• **Text excerpt**:
•••••
The foreign-born population of this country must be an Americanized population. No other kind can fight the battles of America either in war or peace. It must talk the language of its native-born fellow-citizens; it must possess American citizenship and American ideals. It must stand firm by its oath of allegiance in word and deed and must show that in very fact it has renounced allegiance to every prince, potentate, or foreign government. It must be maintained on an American standard of living so as to prevent labor disturbances in important plants and at critical times. None of these objects can be secured as long as we have immigrant colonies, ghettos, and immigrant sections, and above all they cannot be assured so long as we consider the immigrant only as an industrial asset. The immigrant must not be allowed to drift or to be put at the mercy of the exploiter. Our object is not to imitate one of the older racial types, but to maintain a new American type and then to secure loyalty to this type. We cannot secure such loyalty unless we make this a country where men shall feel that they have justice and also where they shall feel that they are required to perform the duties imposed upon them. The policy of 'Let alone' which we have hitherto pursued is thoroughly vicious from two standpoints. By this policy we have permitted the immigrants, and too often the native-born laborers as well, to suffer injustice. Moreover, by this policy we have failed to impress upon the immigrant and upon the native-born as well that they are expected to do justice as well as to receive justice, that they are expected to be heartily and actively and single-mindedly loyal to the flag no less than to benefit by living under it.
•••••
• **Prompt 1**: Please reproduce the passage on Americanizing immigrants word for word, in full.
The records that come next have nothing to do with the passage on Americanizing immigrants.

• **Materials provided**:
•••••
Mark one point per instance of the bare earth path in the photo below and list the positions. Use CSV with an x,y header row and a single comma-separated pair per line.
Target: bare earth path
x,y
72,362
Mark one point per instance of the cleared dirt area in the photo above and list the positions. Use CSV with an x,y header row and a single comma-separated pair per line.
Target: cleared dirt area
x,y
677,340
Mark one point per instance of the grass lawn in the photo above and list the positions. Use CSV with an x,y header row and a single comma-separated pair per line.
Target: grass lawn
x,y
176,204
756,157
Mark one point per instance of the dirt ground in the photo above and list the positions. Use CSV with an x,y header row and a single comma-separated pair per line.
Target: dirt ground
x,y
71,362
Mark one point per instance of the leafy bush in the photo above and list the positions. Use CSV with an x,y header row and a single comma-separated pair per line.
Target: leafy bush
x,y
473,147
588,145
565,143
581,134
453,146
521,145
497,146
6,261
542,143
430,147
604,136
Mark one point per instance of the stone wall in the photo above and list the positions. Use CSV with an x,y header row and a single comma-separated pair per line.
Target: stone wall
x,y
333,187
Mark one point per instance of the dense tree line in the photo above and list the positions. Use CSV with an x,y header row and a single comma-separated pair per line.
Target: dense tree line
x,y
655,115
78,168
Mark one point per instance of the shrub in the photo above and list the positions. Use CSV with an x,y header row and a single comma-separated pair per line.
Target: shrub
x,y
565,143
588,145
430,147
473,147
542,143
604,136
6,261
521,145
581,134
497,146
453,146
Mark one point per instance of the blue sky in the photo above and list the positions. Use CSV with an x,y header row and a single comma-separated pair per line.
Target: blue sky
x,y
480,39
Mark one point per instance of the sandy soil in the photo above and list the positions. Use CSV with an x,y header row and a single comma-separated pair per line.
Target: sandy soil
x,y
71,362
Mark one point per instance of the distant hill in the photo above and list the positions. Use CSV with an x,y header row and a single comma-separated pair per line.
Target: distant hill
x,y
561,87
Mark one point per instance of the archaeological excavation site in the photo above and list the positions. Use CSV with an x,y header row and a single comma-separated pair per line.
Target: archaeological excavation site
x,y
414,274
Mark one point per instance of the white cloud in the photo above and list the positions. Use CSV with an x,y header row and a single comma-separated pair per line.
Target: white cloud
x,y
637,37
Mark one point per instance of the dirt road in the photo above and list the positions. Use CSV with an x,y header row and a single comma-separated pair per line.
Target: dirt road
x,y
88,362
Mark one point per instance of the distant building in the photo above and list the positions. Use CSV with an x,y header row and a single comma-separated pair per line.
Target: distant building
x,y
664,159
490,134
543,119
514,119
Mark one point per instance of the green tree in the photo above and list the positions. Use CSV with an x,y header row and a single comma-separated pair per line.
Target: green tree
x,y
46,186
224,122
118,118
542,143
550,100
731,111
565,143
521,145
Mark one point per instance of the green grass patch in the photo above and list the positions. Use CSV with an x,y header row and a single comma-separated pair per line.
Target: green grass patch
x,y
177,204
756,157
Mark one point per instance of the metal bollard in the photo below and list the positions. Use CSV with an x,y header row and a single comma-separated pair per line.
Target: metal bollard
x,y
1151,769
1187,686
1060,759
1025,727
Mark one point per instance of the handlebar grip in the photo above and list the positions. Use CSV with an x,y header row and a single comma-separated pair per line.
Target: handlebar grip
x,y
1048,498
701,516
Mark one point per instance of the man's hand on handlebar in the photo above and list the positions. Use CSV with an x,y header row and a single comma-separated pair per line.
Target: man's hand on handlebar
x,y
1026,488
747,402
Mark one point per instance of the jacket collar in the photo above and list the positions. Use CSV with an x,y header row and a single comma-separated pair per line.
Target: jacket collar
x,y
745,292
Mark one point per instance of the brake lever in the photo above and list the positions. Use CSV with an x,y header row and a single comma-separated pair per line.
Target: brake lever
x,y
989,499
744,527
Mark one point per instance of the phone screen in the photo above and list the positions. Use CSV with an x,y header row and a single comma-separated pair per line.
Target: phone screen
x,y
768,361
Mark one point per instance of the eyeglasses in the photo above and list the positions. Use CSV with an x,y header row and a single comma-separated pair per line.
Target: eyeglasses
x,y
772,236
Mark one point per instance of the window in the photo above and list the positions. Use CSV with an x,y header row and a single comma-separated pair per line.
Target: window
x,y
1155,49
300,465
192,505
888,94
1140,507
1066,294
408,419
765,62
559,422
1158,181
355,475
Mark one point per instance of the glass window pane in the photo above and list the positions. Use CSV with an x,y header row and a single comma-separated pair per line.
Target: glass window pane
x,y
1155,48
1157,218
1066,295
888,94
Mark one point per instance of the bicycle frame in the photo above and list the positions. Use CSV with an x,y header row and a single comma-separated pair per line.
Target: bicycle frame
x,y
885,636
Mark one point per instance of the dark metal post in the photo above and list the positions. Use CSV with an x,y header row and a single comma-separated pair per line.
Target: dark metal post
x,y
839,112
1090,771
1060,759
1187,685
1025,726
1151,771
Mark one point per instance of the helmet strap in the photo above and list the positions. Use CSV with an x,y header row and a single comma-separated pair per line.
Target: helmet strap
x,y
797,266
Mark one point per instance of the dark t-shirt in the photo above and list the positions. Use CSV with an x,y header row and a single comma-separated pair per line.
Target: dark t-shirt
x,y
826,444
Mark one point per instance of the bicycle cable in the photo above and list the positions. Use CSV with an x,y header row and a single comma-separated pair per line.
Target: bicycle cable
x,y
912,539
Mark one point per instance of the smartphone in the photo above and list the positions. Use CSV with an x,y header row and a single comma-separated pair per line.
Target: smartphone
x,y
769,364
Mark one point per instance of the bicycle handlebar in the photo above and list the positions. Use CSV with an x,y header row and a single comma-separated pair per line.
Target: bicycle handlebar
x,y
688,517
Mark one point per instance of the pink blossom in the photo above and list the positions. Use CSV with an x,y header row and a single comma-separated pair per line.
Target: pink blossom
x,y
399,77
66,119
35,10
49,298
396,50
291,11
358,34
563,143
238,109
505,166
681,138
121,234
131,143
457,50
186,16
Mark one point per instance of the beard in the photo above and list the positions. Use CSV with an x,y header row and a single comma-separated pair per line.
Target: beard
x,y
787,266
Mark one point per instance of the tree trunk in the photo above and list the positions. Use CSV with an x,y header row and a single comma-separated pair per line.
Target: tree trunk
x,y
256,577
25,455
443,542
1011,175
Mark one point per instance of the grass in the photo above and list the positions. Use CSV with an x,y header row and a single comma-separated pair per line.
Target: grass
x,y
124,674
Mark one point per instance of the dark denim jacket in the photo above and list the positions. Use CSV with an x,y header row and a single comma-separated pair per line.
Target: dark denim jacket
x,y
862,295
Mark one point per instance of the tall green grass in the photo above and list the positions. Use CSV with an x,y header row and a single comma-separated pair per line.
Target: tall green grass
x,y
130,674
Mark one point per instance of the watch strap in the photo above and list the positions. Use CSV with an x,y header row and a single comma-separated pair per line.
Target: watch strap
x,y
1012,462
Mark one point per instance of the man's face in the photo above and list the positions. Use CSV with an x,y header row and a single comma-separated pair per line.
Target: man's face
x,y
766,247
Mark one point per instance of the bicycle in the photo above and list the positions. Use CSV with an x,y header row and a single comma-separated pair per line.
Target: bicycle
•••••
• **Prompt 2**: Render the part of the records that opens with the line containing "Mark one point per instance of the man's face" and runs through the last line of the records as a Markdown table with the columns Row and Line, omitting blank lines.

• **Full response 1**:
The foreign-born population of this country must be an Americanized population. No other kind can fight the battles of America either in war or peace. It must talk the language of its native-born fellow-citizens; it must possess American citizenship and American ideals. It must stand firm by its oath of allegiance in word and deed and must show that in very fact it has renounced allegiance to every prince, potentate, or foreign government. It must be maintained on an American standard of living so as to prevent labor disturbances in important plants and at critical times. None of these objects can be secured as long as we have immigrant colonies, ghettos, and immigrant sections, and above all they cannot be assured so long as we consider the immigrant only as an industrial asset. The immigrant must not be allowed to drift or to be put at the mercy of the exploiter. Our object is not to imitate one of the older racial types, but to maintain a new American type and then to secure loyalty to this type. We cannot secure such loyalty unless we make this a country where men shall feel that they have justice and also where they shall feel that they are required to perform the duties imposed upon them. The policy of 'Let alone' which we have hitherto pursued is thoroughly vicious from two standpoints. By this policy we have permitted the immigrants, and too often the native-born laborers as well, to suffer injustice. Moreover, by this policy we have failed to impress upon the immigrant and upon the native-born as well that they are expected to do justice as well as to receive justice, that they are expected to be heartily and actively and single-mindedly loyal to the flag no less than to benefit by living under it.

• **Full response 2**:
| Row | Line |
|---|---|
| 1 | Mark one point per instance of the man's face in the photo above and list the positions. Use CSV with an x,y header row and a single comma-separated pair per line. |
| 2 | Target: man's face |
| 3 | x,y |
| 4 | 766,247 |
| 5 | Mark one point per instance of the bicycle in the photo above and list the positions. Use CSV with an x,y header row and a single comma-separated pair per line. |
| 6 | Target: bicycle |